--- DATASET EXCERPTS Enclosed Below ---
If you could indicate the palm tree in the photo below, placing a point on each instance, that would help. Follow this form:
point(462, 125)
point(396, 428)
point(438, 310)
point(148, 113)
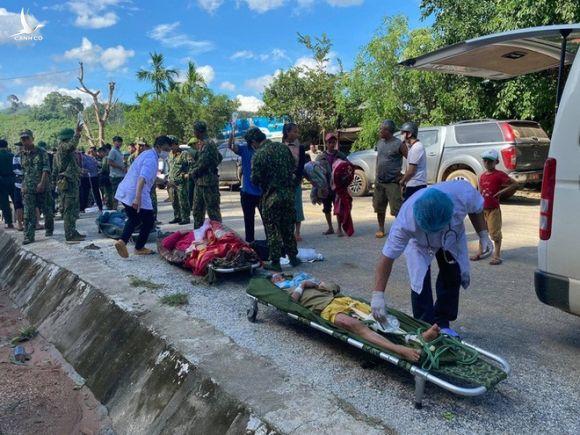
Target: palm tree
point(162, 78)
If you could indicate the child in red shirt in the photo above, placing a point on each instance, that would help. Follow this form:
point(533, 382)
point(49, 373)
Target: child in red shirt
point(492, 184)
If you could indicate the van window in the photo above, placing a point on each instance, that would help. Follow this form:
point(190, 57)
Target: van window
point(478, 133)
point(429, 137)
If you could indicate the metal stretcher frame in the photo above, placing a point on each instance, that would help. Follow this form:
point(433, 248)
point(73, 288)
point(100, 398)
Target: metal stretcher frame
point(421, 376)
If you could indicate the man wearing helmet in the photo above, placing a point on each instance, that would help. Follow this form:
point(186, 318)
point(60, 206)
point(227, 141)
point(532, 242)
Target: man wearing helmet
point(430, 224)
point(390, 151)
point(415, 177)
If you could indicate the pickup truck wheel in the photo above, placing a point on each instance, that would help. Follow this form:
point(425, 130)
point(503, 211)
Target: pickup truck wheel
point(463, 174)
point(360, 183)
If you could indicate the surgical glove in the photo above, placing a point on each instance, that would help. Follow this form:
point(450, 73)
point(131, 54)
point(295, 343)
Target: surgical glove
point(379, 307)
point(465, 279)
point(485, 243)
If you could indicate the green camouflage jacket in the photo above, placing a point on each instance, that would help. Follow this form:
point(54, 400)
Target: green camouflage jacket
point(65, 163)
point(179, 166)
point(273, 171)
point(205, 166)
point(34, 163)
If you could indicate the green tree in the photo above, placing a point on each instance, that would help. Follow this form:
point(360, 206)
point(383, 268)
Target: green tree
point(162, 78)
point(306, 94)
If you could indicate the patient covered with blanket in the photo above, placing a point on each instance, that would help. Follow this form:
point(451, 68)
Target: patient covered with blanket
point(213, 243)
point(324, 299)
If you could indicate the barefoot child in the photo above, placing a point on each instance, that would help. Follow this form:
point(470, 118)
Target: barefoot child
point(325, 300)
point(492, 184)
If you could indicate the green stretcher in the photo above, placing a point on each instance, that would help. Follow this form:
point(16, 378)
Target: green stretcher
point(460, 368)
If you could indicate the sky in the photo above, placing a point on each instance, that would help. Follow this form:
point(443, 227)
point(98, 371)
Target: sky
point(237, 45)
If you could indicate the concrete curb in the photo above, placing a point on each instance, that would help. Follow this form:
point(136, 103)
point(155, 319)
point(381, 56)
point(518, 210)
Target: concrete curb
point(155, 368)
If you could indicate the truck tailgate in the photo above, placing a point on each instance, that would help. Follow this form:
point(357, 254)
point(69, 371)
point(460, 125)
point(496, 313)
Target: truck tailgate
point(532, 145)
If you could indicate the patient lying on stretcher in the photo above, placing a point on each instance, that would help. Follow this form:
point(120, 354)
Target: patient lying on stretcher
point(325, 300)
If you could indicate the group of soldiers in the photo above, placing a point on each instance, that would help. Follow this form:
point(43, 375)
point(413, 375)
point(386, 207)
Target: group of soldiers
point(193, 178)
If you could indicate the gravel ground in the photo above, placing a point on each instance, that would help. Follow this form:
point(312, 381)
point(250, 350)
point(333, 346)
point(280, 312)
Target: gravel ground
point(499, 312)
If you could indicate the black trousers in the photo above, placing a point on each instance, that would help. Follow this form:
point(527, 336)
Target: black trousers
point(88, 185)
point(249, 205)
point(447, 288)
point(144, 217)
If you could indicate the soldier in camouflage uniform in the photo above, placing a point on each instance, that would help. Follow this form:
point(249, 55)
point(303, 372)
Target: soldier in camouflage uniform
point(179, 165)
point(204, 171)
point(36, 190)
point(192, 150)
point(67, 172)
point(273, 171)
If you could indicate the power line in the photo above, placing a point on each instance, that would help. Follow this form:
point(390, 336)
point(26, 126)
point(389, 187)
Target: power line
point(39, 74)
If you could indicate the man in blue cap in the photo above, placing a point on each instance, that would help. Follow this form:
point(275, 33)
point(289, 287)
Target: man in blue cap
point(430, 224)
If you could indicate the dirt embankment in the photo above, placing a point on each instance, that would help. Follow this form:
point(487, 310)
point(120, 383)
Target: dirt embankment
point(39, 396)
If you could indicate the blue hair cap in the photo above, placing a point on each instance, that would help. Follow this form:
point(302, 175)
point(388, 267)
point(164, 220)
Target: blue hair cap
point(433, 210)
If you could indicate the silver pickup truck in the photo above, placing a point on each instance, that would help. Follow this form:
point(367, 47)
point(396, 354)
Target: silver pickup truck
point(454, 152)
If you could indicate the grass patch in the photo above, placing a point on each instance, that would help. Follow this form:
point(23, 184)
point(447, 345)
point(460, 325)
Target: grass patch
point(26, 333)
point(175, 300)
point(138, 282)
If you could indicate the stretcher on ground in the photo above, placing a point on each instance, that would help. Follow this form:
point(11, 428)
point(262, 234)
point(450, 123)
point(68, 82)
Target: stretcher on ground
point(463, 369)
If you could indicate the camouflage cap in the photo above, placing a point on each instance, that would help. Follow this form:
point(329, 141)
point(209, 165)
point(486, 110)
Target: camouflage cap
point(65, 134)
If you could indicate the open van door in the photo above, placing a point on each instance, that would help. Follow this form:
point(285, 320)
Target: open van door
point(503, 56)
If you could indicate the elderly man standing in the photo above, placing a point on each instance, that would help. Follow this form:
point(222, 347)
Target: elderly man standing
point(327, 159)
point(273, 168)
point(206, 196)
point(36, 192)
point(134, 193)
point(179, 163)
point(431, 224)
point(116, 166)
point(67, 173)
point(390, 152)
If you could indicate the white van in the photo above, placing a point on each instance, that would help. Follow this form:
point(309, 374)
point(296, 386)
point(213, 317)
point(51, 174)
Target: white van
point(506, 55)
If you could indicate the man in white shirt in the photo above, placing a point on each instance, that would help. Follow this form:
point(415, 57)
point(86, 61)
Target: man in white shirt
point(134, 193)
point(415, 177)
point(430, 224)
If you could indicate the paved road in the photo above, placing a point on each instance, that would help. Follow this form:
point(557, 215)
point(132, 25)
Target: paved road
point(499, 312)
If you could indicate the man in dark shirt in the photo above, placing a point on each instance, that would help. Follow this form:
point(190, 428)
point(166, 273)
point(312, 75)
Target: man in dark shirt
point(6, 182)
point(388, 173)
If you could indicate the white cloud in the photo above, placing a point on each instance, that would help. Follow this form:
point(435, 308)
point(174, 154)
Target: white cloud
point(259, 83)
point(228, 86)
point(344, 3)
point(210, 5)
point(262, 6)
point(243, 54)
point(275, 55)
point(94, 14)
point(249, 103)
point(10, 25)
point(207, 72)
point(91, 54)
point(169, 37)
point(35, 95)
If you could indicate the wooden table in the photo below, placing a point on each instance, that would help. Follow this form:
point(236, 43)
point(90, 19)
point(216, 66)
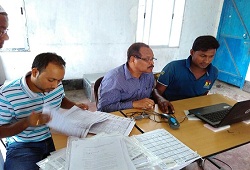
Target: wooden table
point(194, 134)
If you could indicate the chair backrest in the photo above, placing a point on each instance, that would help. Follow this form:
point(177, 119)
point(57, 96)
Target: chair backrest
point(96, 88)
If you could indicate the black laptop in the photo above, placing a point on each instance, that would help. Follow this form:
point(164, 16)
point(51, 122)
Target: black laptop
point(223, 114)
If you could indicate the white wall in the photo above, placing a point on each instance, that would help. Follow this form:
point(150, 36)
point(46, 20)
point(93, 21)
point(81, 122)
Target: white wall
point(93, 35)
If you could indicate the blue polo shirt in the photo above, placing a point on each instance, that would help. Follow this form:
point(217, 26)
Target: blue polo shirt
point(119, 89)
point(181, 82)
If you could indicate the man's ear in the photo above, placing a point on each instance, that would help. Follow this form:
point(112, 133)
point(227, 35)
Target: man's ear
point(34, 72)
point(192, 52)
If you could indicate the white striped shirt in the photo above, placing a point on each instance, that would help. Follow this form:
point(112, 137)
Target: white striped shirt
point(17, 102)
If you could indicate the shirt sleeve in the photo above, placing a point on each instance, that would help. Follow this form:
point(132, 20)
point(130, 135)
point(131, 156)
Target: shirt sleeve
point(5, 110)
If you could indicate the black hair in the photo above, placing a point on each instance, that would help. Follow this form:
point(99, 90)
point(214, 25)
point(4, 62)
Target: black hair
point(42, 60)
point(205, 42)
point(134, 49)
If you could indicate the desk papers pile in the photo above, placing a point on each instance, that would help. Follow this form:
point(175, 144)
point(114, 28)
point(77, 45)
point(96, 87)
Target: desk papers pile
point(115, 152)
point(77, 122)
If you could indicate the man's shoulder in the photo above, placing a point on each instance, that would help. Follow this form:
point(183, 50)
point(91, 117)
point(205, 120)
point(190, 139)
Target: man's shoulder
point(9, 85)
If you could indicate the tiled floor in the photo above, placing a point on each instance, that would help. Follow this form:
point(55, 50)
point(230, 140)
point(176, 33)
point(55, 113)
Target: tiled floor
point(238, 158)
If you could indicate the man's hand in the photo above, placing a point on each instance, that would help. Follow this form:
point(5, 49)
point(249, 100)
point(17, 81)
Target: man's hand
point(38, 119)
point(165, 106)
point(145, 103)
point(82, 106)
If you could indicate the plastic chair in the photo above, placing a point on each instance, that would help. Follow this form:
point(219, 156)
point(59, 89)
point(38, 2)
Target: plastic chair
point(96, 88)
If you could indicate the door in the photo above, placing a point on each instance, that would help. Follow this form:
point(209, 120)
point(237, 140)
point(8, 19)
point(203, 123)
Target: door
point(232, 57)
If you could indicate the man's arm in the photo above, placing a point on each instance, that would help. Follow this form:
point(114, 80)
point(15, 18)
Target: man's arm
point(163, 104)
point(35, 119)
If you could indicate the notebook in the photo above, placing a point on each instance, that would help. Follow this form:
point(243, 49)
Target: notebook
point(223, 114)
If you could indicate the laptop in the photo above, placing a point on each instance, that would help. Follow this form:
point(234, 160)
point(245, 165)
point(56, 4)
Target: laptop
point(223, 114)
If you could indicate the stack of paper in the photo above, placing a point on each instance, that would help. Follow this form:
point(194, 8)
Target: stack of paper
point(157, 149)
point(78, 122)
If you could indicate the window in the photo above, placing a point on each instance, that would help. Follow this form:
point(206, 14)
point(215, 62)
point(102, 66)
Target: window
point(160, 22)
point(17, 29)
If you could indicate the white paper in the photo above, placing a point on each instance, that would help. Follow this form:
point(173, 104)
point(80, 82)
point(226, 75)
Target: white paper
point(1, 161)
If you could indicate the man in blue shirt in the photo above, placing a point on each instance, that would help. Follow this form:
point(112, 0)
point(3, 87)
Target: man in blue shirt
point(21, 105)
point(129, 85)
point(190, 77)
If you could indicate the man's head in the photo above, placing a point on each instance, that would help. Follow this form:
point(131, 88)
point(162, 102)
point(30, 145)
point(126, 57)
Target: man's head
point(3, 26)
point(140, 58)
point(203, 51)
point(48, 70)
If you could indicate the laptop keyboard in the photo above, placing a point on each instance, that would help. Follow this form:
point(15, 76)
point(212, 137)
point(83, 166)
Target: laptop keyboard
point(216, 116)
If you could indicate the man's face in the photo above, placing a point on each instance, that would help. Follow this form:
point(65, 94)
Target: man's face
point(202, 59)
point(48, 79)
point(3, 27)
point(146, 62)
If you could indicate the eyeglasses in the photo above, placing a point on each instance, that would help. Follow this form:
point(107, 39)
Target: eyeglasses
point(146, 59)
point(2, 32)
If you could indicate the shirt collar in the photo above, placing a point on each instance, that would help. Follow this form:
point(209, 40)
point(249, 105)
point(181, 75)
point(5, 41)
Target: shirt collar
point(127, 73)
point(188, 63)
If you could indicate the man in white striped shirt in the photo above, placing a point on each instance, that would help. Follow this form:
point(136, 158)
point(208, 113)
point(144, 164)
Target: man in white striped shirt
point(21, 104)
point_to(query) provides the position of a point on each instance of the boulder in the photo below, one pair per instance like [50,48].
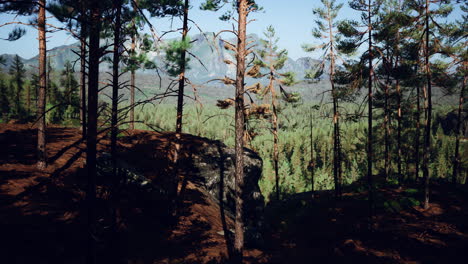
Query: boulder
[213,168]
[209,164]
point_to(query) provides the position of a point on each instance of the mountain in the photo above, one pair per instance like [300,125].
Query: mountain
[205,49]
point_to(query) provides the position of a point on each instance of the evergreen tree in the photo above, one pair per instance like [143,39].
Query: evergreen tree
[326,26]
[26,8]
[426,18]
[270,64]
[356,38]
[17,71]
[243,8]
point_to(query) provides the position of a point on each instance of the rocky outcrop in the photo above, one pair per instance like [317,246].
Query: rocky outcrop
[213,168]
[209,164]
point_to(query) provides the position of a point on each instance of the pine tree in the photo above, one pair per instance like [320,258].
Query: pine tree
[426,18]
[17,71]
[326,26]
[243,8]
[355,39]
[271,61]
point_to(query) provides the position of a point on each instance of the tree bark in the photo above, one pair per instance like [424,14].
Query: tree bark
[115,83]
[312,161]
[275,133]
[427,136]
[336,126]
[457,160]
[418,128]
[239,129]
[41,128]
[180,95]
[132,76]
[83,35]
[93,87]
[369,118]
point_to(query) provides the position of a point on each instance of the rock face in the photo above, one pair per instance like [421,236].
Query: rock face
[449,122]
[213,167]
[209,164]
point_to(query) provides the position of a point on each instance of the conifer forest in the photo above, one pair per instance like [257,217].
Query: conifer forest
[233,131]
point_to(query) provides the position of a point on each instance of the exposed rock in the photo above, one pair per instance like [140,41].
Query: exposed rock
[213,167]
[207,163]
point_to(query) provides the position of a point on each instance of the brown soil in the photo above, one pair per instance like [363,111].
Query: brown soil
[43,219]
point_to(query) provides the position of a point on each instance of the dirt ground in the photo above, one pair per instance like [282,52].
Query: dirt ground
[43,216]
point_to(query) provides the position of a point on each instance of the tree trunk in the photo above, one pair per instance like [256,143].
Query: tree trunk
[336,126]
[457,160]
[180,96]
[400,174]
[427,135]
[93,87]
[115,83]
[275,133]
[41,133]
[312,161]
[417,134]
[28,100]
[83,35]
[369,118]
[386,126]
[239,129]
[132,76]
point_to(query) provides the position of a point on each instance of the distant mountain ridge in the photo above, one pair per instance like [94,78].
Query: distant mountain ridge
[207,50]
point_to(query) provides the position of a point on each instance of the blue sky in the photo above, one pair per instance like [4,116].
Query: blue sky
[292,19]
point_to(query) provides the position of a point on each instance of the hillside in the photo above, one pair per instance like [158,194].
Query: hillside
[37,204]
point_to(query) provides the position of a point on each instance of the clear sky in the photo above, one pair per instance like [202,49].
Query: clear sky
[292,19]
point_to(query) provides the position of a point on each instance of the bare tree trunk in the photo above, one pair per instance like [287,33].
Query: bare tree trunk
[115,79]
[399,113]
[83,35]
[387,126]
[400,174]
[418,128]
[239,130]
[369,118]
[336,126]
[180,108]
[275,133]
[427,136]
[28,100]
[41,128]
[132,76]
[115,85]
[457,160]
[312,161]
[132,95]
[93,87]
[180,96]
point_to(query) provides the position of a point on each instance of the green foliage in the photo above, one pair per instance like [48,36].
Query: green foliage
[173,59]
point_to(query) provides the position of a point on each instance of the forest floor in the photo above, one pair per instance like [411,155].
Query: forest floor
[43,217]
--- End of Enclosed DATASET EXCERPTS ---
## WHAT IS REQUIRED
Would you please copy exactly the part of the entries above that begins at the line containing "Target: patient lying on stretcher" and ends at the line containing "If you could indicate the blue hair", both lines included?

## WORKED SOLUTION
Target: patient lying on stretcher
point(325, 300)
If you could indicate the group of soldiers in the photo above, placing a point on each instance, that would help. Follow this form:
point(43, 375)
point(413, 375)
point(386, 207)
Target: group of soldiers
point(193, 178)
If you could indicate the gravel ground in the photo above, placing a point on each instance, that would help. Follow this form:
point(312, 381)
point(250, 350)
point(333, 346)
point(280, 312)
Target: gravel ground
point(499, 312)
If you could indicate the black trousers in the photo above, placing a point on each instance, that would help. Follow this form:
point(527, 336)
Target: black trousers
point(88, 185)
point(249, 205)
point(447, 288)
point(144, 217)
If you could indicate the soldier in camouflage uniform in the photo above, placing a point on each instance, that would help. Follow this form:
point(249, 55)
point(303, 372)
Target: soldier in camouflage uniform
point(179, 165)
point(204, 171)
point(36, 190)
point(192, 150)
point(67, 172)
point(273, 171)
If you could indicate the power line in the photo above, placing a point on each instance, that would help. Follow this form:
point(390, 336)
point(26, 126)
point(389, 187)
Target: power line
point(39, 74)
If you could indicate the man in blue cap in the photo above, placing a point on each instance, that would help. Follow this form:
point(275, 33)
point(289, 287)
Target: man in blue cap
point(430, 224)
If you could indicate the dirt embankment in the photo above, placing a point on each instance, that would help. Follow this form:
point(487, 310)
point(120, 383)
Target: dirt embankment
point(39, 396)
If you could indicate the blue hair cap in the photo above, placing a point on each instance, that would help. Follow this form:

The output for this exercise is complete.